● About this task
Reproduce, please, only the lines from the first line below to the line containing "- **Input query:** dark olive shell", inclusive.

Data items
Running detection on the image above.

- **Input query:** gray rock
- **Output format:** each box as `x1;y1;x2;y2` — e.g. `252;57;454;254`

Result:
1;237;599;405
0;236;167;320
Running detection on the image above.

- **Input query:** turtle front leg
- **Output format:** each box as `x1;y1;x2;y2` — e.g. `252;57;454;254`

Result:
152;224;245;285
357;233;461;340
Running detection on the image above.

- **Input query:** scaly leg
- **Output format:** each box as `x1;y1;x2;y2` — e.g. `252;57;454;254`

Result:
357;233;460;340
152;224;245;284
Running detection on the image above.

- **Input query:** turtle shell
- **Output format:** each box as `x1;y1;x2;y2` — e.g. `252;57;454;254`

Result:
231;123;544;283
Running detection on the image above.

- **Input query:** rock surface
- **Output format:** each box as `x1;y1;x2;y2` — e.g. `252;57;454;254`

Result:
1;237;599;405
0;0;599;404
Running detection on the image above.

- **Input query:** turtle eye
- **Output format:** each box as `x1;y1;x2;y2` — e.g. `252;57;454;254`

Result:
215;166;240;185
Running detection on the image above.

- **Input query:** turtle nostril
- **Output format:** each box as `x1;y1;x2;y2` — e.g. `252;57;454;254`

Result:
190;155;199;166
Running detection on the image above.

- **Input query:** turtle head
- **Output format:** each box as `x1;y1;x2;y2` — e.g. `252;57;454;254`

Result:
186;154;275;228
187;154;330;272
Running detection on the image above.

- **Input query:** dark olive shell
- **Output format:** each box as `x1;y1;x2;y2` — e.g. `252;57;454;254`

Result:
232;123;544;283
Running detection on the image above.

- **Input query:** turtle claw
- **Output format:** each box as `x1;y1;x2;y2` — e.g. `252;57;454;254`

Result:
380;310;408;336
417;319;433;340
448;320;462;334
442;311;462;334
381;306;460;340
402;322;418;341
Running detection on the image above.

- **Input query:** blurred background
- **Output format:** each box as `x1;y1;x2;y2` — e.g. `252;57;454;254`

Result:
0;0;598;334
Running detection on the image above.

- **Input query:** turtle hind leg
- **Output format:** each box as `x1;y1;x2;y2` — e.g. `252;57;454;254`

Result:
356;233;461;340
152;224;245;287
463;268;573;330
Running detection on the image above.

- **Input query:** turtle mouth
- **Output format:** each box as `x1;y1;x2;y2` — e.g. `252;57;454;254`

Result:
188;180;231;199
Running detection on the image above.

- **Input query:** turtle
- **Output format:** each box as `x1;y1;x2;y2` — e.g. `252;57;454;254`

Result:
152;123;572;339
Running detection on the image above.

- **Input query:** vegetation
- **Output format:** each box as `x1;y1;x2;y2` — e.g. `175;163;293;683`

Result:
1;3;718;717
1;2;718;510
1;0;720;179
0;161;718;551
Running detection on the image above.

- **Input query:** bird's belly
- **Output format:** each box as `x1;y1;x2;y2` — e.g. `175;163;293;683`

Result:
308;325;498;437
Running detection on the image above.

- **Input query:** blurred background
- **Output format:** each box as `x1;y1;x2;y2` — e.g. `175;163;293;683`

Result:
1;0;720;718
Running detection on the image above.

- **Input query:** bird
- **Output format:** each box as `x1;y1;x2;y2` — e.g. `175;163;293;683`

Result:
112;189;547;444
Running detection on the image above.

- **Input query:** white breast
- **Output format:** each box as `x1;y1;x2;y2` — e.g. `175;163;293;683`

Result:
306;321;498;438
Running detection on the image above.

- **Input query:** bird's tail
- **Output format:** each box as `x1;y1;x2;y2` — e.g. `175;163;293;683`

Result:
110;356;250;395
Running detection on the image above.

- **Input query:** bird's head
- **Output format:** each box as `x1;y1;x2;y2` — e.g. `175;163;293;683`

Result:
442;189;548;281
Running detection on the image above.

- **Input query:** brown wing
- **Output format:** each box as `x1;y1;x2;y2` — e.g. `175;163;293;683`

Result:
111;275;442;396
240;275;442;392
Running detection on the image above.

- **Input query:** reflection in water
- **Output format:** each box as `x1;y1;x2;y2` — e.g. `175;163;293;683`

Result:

● Task result
Running detection on the image above.

- **Input query:** gray rock
- **Output format:** each box as `x1;y1;x2;y2` — e.g. `252;57;454;254`

Result:
1;237;599;405
0;236;167;320
Running detection on the image above.

- **Input query:** turtle front leg
- **Output format:** each box as `x1;y1;x2;y2` — e.g. `252;57;454;254`

Result:
152;224;245;285
357;233;461;340
Running detection on the image above.

- **Input query:** scaly leg
- **Output format:** each box as `x1;y1;x2;y2` — e.g. `252;57;454;254`

Result:
357;233;460;340
152;224;245;284
Running detection on the image above.

- **Input query:** turtle shell
- **Output format:** each box as `x1;y1;x2;y2` — e.g. `252;57;454;254`

Result:
231;123;544;283
Running detection on the image above.

- **Input query:** rock surface
- **Output format:** each box as `x1;y1;x2;y2` — e.g. `252;57;454;254`

Result:
1;237;599;405
0;0;599;404
Running detection on the image above.

- **Input query:** turtle eye
- **Output format:** each box as `x1;y1;x2;y2` — e.g. `252;57;454;254`

Result:
215;166;240;185
Running detection on the image above.

- **Input query:** turtle nostril
- **Output format:** each box as `x1;y1;x2;y2` — e.g. `252;57;454;254`

Result:
190;155;199;166
Running detection on the image above.

- **Input query:** turtle head
- **Output format:** each box as `x1;y1;x2;y2` — e.g. `252;57;454;254`

Result:
186;154;275;228
187;154;330;272
Running detection on the image above.

- **Input query:** dark olive shell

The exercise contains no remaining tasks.